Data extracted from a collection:
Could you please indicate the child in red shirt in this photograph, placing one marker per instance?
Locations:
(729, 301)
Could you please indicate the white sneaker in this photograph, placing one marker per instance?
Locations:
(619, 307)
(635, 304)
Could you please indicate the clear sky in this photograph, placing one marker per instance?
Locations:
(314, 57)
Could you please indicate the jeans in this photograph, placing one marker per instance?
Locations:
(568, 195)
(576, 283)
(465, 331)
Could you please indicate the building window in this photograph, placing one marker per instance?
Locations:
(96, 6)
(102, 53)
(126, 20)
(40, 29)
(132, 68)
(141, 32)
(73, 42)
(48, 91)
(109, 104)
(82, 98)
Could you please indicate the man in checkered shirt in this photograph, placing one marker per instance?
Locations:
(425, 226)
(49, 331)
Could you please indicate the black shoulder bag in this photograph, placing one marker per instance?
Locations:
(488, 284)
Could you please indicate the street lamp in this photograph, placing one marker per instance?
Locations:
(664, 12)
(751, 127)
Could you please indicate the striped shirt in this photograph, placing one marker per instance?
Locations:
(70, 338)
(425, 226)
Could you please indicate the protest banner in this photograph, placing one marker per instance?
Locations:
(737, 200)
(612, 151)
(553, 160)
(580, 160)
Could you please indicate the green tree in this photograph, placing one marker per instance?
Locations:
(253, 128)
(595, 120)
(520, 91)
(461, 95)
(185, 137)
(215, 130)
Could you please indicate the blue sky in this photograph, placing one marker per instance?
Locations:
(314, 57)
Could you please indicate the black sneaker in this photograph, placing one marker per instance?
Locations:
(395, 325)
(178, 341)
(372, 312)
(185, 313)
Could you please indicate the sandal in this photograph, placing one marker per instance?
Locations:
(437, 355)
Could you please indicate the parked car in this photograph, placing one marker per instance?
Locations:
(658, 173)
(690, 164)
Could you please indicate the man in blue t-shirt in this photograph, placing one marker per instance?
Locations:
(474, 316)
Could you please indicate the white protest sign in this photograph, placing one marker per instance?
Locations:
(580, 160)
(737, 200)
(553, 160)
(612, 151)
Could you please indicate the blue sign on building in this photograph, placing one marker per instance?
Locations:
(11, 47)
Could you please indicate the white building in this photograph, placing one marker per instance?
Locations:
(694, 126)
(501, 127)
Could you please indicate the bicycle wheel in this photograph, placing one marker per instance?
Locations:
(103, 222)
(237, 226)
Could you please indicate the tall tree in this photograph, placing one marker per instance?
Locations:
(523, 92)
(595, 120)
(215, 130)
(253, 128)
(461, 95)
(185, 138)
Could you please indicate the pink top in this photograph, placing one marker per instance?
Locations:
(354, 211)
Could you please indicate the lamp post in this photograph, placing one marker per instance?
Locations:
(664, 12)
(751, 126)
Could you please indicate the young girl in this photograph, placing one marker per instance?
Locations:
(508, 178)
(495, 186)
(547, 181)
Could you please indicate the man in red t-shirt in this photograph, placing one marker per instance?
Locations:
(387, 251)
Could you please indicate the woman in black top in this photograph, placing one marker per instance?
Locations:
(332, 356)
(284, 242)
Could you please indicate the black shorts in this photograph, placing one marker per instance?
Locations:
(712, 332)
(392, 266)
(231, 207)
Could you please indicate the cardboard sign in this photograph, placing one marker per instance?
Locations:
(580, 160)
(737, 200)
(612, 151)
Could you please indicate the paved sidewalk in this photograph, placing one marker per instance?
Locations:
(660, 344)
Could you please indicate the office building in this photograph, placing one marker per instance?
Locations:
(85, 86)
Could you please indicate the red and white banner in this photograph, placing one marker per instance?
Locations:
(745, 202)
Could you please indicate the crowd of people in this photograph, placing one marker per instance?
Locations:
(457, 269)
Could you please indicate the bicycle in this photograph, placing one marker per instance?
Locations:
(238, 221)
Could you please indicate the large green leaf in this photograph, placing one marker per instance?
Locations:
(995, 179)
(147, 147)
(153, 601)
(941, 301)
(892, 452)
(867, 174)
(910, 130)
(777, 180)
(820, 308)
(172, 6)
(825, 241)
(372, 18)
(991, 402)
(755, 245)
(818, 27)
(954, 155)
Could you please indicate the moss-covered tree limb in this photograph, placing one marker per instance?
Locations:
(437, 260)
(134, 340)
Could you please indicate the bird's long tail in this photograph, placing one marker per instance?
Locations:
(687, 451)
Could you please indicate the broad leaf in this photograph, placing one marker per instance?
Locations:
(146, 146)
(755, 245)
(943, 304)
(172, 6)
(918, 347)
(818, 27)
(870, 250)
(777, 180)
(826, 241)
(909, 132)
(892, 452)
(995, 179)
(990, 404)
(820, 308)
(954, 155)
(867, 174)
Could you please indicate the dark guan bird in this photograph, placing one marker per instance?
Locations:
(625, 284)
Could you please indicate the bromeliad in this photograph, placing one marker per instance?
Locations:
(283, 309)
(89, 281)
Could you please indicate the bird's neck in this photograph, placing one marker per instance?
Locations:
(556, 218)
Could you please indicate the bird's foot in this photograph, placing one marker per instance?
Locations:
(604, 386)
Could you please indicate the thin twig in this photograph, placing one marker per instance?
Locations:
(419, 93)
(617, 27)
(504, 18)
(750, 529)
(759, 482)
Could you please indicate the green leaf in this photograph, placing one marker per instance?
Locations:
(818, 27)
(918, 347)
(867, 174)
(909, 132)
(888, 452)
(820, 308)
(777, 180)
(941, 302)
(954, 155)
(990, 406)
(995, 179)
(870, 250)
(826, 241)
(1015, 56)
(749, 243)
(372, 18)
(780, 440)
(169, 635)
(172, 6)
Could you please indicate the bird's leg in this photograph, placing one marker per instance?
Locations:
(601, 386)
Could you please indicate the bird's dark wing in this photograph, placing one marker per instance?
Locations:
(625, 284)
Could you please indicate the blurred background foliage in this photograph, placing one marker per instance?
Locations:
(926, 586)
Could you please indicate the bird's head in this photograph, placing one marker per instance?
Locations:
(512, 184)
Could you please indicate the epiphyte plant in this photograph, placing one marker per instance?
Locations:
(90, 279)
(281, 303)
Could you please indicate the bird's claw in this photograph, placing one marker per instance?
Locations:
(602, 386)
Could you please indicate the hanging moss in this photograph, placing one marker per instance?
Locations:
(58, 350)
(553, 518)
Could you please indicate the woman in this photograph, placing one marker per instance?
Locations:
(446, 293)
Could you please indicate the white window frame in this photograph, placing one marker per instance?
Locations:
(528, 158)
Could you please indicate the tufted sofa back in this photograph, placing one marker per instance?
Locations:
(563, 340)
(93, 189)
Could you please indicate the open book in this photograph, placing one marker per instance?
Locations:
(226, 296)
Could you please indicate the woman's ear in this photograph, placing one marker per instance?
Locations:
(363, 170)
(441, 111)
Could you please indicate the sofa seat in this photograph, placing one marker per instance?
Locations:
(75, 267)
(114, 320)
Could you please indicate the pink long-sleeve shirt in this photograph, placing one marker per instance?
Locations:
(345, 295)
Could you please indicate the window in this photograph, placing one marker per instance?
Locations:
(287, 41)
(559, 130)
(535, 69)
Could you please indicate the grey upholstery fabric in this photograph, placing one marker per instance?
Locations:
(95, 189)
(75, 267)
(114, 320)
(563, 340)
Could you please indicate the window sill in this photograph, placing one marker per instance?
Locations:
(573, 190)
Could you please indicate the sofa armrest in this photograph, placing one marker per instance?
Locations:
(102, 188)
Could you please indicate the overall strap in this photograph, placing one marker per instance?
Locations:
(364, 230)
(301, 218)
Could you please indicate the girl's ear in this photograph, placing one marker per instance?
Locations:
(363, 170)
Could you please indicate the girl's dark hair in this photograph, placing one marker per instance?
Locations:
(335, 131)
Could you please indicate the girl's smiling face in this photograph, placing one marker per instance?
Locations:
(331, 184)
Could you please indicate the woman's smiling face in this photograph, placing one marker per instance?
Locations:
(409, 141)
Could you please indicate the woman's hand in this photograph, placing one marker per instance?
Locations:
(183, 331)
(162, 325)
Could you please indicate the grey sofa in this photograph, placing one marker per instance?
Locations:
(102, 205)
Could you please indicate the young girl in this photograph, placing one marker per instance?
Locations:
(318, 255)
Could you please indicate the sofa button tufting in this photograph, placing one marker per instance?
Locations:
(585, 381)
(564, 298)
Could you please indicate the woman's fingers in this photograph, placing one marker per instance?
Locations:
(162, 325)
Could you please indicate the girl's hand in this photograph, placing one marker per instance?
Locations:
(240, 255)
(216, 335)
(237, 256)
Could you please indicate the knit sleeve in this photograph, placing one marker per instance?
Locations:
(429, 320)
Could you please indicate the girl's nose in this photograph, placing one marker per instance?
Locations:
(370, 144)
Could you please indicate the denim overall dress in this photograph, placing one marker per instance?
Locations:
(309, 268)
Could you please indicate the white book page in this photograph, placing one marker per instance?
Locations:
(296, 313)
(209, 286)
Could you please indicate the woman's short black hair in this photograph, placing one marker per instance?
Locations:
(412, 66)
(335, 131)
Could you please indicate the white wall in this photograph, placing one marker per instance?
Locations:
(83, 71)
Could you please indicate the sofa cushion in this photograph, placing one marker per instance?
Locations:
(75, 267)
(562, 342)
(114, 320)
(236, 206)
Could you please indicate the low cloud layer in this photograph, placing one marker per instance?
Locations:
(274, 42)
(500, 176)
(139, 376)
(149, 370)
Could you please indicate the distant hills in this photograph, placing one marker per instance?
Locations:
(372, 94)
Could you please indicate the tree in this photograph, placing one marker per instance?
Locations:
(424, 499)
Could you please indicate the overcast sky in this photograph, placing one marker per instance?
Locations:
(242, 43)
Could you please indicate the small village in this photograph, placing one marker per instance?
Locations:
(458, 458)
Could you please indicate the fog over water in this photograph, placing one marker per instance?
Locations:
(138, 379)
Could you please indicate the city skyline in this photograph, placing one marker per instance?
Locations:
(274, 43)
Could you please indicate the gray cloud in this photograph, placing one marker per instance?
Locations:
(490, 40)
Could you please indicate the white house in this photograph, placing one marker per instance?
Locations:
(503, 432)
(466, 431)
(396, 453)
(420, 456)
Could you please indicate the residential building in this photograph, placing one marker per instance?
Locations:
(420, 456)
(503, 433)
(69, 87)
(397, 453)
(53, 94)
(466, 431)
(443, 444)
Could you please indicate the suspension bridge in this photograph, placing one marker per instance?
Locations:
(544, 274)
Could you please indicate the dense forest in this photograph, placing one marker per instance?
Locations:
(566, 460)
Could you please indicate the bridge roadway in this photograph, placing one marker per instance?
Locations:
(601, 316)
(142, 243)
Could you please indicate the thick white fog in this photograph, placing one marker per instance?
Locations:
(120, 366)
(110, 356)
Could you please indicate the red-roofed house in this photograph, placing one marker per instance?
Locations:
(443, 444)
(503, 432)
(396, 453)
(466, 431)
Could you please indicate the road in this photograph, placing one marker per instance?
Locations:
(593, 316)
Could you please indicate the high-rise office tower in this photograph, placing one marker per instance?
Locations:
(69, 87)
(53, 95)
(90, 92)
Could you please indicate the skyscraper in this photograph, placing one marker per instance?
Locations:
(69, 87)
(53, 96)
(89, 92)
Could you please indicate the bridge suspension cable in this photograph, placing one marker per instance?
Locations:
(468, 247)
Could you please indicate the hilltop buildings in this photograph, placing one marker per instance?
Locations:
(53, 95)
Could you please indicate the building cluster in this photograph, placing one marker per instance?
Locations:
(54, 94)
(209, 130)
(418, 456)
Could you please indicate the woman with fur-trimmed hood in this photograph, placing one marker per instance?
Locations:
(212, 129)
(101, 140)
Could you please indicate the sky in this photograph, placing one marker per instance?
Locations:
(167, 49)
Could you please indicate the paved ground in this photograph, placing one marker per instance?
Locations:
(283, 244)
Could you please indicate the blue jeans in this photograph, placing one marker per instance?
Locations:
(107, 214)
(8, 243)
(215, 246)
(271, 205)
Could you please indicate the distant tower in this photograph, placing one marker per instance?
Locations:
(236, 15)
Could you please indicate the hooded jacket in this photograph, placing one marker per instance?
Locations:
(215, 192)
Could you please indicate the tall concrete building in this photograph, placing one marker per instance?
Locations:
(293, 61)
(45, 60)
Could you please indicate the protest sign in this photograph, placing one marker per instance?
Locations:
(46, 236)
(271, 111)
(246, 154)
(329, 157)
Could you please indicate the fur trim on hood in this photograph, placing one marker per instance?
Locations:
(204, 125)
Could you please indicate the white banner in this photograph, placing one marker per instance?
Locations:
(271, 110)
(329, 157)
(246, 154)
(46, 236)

TASK OBJECTIVE: Please show all lines from the entries that contain the word "protest".

WRITTEN SOLUTION:
Could you please indicate the protest banner in this photograph, placing one marker per instance?
Could you please indicate the white protest sign in this photograph, placing one marker per instance?
Could you please indicate the protest sign in this photograph, placing one marker per instance?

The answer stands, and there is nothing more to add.